## BEGIN

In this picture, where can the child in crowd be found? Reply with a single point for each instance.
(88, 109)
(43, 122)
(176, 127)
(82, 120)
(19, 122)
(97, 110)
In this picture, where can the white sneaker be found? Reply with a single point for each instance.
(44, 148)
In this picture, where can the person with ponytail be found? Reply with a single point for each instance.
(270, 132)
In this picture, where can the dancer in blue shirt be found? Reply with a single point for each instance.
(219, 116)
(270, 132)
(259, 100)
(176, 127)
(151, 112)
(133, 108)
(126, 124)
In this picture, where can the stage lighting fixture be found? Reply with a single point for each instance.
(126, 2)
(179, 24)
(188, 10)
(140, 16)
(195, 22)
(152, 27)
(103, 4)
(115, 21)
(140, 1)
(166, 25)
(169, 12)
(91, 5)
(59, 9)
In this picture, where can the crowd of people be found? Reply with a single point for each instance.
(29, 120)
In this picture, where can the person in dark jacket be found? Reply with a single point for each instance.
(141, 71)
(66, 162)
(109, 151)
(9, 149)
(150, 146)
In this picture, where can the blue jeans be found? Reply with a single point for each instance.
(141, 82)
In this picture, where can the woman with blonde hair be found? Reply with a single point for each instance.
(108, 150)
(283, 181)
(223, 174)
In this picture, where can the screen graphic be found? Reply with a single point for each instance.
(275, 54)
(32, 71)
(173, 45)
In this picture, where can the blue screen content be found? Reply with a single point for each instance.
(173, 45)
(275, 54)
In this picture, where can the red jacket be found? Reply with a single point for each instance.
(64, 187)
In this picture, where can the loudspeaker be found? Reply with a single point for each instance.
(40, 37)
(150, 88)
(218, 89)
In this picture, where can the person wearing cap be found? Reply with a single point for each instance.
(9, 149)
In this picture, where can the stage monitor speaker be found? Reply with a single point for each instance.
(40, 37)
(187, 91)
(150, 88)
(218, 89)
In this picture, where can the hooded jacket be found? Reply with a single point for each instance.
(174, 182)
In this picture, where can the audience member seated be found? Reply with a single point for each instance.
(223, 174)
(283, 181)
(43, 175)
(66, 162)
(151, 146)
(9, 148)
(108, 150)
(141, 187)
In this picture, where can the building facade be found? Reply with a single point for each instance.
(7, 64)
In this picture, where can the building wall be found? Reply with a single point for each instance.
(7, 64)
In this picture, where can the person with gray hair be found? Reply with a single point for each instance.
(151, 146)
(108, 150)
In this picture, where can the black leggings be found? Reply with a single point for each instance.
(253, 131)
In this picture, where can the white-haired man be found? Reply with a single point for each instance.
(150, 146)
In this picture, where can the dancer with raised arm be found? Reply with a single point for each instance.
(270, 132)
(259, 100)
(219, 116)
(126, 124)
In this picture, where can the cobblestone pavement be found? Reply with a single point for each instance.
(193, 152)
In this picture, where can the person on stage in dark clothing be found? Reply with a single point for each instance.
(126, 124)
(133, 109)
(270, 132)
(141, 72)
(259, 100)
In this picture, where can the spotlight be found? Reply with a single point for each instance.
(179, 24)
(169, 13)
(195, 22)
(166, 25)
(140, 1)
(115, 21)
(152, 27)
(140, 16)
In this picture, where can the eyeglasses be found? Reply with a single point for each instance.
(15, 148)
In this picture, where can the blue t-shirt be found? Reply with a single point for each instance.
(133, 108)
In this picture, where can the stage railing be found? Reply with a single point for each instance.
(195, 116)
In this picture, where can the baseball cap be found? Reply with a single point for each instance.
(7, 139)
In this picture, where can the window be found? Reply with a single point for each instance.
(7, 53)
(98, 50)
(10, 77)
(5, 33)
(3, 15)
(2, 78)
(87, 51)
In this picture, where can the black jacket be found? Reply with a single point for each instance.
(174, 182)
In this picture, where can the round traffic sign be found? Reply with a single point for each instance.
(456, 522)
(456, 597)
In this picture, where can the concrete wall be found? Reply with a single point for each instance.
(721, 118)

## END

Update the records from the line containing "In this picture, where can the concrete" through the end: swap "concrete wall" for "stone wall" and reproduce those lines with no other change.

**Result of the task:**
In this picture, where can the stone wall be found? Reply with a single point for each instance.
(721, 118)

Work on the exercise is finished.